**** Source records

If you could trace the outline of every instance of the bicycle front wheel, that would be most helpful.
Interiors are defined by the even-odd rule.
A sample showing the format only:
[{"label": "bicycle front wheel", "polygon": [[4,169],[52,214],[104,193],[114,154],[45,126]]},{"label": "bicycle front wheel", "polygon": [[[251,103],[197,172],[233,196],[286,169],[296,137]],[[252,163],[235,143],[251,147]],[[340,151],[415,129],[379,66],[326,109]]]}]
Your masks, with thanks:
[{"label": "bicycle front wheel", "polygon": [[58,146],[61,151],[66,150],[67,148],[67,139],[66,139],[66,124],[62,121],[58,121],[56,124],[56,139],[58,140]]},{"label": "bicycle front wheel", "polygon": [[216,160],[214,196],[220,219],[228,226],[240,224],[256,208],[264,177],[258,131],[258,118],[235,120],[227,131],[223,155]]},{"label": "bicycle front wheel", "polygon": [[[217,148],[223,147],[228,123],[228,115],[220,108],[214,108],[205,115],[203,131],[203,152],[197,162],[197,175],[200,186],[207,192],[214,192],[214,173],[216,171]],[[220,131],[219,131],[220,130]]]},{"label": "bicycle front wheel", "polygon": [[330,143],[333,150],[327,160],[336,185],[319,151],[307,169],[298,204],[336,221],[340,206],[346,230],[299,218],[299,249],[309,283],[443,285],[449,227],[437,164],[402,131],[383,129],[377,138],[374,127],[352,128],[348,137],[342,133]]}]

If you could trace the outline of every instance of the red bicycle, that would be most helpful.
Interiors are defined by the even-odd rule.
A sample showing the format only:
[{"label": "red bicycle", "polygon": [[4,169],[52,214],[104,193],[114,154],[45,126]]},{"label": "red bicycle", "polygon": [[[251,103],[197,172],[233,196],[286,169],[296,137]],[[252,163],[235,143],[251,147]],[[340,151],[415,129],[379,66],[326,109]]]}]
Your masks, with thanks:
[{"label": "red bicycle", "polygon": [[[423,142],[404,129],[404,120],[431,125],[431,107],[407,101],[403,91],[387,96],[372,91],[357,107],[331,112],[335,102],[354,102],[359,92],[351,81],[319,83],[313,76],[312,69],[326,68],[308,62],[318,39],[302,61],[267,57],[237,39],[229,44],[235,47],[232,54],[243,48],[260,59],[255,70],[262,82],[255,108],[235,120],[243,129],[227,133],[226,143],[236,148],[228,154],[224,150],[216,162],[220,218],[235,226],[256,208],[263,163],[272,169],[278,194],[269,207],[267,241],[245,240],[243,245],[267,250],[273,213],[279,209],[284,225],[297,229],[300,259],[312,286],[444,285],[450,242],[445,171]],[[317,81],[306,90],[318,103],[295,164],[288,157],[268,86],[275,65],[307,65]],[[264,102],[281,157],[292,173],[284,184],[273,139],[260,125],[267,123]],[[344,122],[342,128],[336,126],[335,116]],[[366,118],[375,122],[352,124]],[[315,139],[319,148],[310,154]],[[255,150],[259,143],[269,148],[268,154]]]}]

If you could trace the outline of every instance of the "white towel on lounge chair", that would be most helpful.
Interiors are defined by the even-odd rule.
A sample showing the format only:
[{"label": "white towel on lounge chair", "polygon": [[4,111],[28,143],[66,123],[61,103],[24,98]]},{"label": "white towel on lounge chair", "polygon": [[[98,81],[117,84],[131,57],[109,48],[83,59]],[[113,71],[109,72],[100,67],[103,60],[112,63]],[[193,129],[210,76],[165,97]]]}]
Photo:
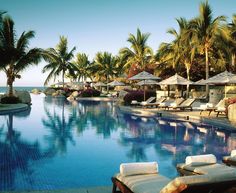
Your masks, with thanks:
[{"label": "white towel on lounge chair", "polygon": [[199,164],[215,164],[217,162],[216,156],[213,154],[187,156],[185,164],[199,165]]},{"label": "white towel on lounge chair", "polygon": [[230,156],[231,156],[231,157],[234,157],[234,156],[236,156],[236,149],[234,149],[234,150],[232,150],[232,151],[231,151],[231,154],[230,154]]},{"label": "white towel on lounge chair", "polygon": [[120,165],[120,174],[123,176],[137,174],[156,174],[157,172],[157,162],[122,163]]}]

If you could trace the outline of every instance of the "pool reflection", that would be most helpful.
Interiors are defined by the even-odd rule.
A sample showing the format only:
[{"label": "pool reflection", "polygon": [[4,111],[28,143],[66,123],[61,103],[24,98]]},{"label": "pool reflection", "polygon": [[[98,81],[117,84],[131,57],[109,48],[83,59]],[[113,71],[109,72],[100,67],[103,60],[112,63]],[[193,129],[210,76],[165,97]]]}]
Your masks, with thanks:
[{"label": "pool reflection", "polygon": [[220,161],[236,148],[233,132],[124,114],[113,102],[32,100],[29,111],[0,116],[0,191],[110,185],[121,162],[157,161],[175,177],[188,155]]}]

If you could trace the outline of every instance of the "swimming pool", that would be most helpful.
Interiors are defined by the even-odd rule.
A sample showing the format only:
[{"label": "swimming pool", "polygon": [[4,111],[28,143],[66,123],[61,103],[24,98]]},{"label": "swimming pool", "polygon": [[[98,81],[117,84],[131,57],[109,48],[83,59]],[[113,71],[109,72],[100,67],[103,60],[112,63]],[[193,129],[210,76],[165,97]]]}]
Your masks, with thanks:
[{"label": "swimming pool", "polygon": [[157,161],[175,177],[187,155],[221,160],[236,133],[206,124],[123,114],[112,102],[32,95],[30,110],[0,116],[0,191],[111,185],[122,162]]}]

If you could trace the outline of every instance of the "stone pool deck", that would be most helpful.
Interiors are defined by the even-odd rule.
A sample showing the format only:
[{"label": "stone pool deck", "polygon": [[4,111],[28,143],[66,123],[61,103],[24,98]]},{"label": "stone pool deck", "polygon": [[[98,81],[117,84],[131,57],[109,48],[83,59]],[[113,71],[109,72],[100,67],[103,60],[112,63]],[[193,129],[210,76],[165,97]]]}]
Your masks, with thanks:
[{"label": "stone pool deck", "polygon": [[21,111],[25,111],[29,108],[27,104],[0,104],[0,115],[8,114],[8,113],[18,113]]},{"label": "stone pool deck", "polygon": [[112,186],[98,186],[98,187],[79,188],[79,189],[1,192],[1,193],[111,193],[111,192],[112,192]]},{"label": "stone pool deck", "polygon": [[219,115],[216,117],[216,113],[212,112],[208,116],[208,112],[202,112],[200,110],[193,109],[193,111],[185,110],[163,110],[159,108],[142,108],[142,107],[131,107],[131,106],[119,106],[119,109],[123,112],[133,114],[135,116],[144,117],[164,117],[175,120],[189,120],[192,122],[205,122],[213,126],[225,127],[226,129],[236,131],[236,122],[230,122],[225,115]]}]

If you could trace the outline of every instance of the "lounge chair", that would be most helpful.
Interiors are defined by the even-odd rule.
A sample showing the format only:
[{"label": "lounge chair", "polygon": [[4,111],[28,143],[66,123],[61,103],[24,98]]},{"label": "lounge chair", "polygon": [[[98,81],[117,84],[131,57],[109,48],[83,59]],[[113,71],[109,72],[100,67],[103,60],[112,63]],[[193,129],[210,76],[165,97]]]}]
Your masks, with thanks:
[{"label": "lounge chair", "polygon": [[185,110],[185,109],[190,109],[191,111],[193,110],[192,104],[194,103],[196,99],[186,99],[185,101],[183,101],[182,103],[180,103],[179,105],[176,106],[172,106],[169,108],[172,109],[180,109],[180,110]]},{"label": "lounge chair", "polygon": [[185,163],[177,164],[176,169],[182,176],[215,175],[234,171],[236,177],[236,169],[217,163],[213,154],[187,156]]},{"label": "lounge chair", "polygon": [[169,109],[169,108],[180,105],[183,101],[184,101],[184,98],[177,98],[174,101],[170,99],[169,101],[165,101],[164,103],[160,103],[160,105],[158,107]]},{"label": "lounge chair", "polygon": [[158,173],[158,166],[156,164],[155,168],[155,163],[125,165],[126,169],[122,169],[124,165],[121,164],[120,173],[112,177],[112,193],[219,193],[236,183],[234,171],[223,174],[181,176],[171,180]]},{"label": "lounge chair", "polygon": [[222,162],[228,166],[236,166],[236,150],[232,150],[230,156],[224,156]]},{"label": "lounge chair", "polygon": [[156,99],[156,97],[150,97],[150,98],[148,98],[146,101],[142,101],[142,102],[138,102],[138,101],[136,101],[136,100],[132,100],[132,101],[131,101],[131,105],[138,106],[138,105],[140,105],[140,104],[143,103],[143,102],[151,103],[151,102],[154,101],[155,99]]},{"label": "lounge chair", "polygon": [[200,115],[202,114],[203,111],[208,111],[209,114],[208,116],[210,116],[211,112],[216,112],[216,116],[218,117],[220,113],[224,113],[225,114],[225,99],[221,99],[215,106],[211,103],[207,103],[205,105],[201,105],[199,108],[200,111]]},{"label": "lounge chair", "polygon": [[165,97],[161,97],[159,99],[156,100],[156,102],[141,102],[140,105],[143,107],[158,107],[160,105],[160,103],[163,103],[166,100]]}]

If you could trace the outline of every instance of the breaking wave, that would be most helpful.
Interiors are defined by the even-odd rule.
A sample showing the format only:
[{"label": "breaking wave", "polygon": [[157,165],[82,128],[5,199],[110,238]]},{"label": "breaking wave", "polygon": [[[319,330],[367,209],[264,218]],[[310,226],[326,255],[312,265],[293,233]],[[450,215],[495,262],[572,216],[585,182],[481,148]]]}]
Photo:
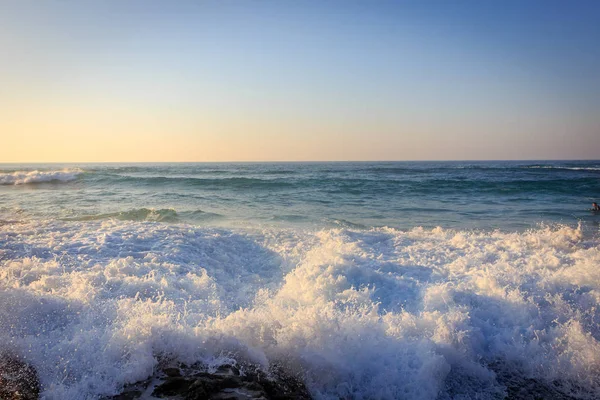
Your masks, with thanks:
[{"label": "breaking wave", "polygon": [[165,357],[279,363],[317,399],[501,399],[525,381],[592,399],[599,265],[598,239],[560,226],[4,225],[0,355],[46,399],[118,394]]},{"label": "breaking wave", "polygon": [[556,165],[528,165],[529,169],[557,169],[567,171],[600,171],[600,167],[564,167]]},{"label": "breaking wave", "polygon": [[15,171],[0,173],[0,185],[25,185],[44,182],[70,182],[76,180],[83,171],[79,168],[59,171]]}]

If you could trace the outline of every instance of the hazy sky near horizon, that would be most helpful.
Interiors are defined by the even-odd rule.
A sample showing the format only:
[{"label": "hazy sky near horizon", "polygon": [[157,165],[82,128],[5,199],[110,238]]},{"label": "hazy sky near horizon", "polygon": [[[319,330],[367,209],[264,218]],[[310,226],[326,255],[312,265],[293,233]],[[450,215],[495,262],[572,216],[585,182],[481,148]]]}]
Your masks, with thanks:
[{"label": "hazy sky near horizon", "polygon": [[2,1],[0,162],[600,158],[597,1]]}]

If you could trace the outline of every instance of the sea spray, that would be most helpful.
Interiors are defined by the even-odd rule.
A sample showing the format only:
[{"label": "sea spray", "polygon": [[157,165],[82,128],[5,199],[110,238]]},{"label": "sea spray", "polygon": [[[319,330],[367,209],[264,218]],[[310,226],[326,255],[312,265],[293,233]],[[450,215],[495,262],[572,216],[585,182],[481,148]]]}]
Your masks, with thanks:
[{"label": "sea spray", "polygon": [[[46,399],[160,359],[285,365],[315,398],[600,396],[600,250],[581,229],[0,227],[0,351]],[[520,382],[520,381],[519,381]]]}]

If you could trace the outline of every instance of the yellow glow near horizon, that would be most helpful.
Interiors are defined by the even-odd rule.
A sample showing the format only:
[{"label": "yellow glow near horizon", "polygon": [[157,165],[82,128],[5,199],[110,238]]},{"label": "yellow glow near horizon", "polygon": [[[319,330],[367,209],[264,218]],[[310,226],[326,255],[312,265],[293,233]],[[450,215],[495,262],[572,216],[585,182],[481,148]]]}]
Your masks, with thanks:
[{"label": "yellow glow near horizon", "polygon": [[[439,135],[441,127],[423,123],[223,121],[118,109],[45,107],[13,110],[0,122],[0,130],[8,133],[3,135],[0,162],[422,160],[469,159],[471,154],[482,159],[518,159],[528,154],[515,143],[524,148],[536,146],[533,136],[521,135],[518,140],[513,136],[507,141],[502,134],[522,126],[497,124],[493,128],[497,135],[478,138],[482,126],[467,129],[446,122],[446,134]],[[492,130],[487,129],[488,133]],[[455,140],[458,132],[462,141]],[[568,135],[563,136],[565,146],[572,146]],[[551,146],[539,143],[537,147],[553,155]]]}]

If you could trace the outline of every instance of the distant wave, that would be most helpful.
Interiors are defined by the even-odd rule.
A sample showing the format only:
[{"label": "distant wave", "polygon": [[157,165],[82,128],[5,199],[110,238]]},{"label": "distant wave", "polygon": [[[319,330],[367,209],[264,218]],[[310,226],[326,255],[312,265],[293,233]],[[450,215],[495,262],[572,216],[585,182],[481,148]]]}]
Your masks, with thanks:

********

Work required
Please output only the lines from the one holding "distant wave, that would be most helpful." to the end of the records, first and last included, exactly as they appear.

Exercise solution
If you could trace the outline of every instance of the distant wave, that would be most helpful.
Interiors are defined by the even-odd rule.
A sample showing the format only:
[{"label": "distant wave", "polygon": [[157,165],[82,128],[5,199],[110,238]]},{"label": "distant wave", "polygon": [[[319,330],[367,209],[264,218]],[[310,226],[326,255],[312,265],[293,233]],[[450,215],[495,262],[572,216],[585,182],[481,148]]]}]
Your masks, with thanks:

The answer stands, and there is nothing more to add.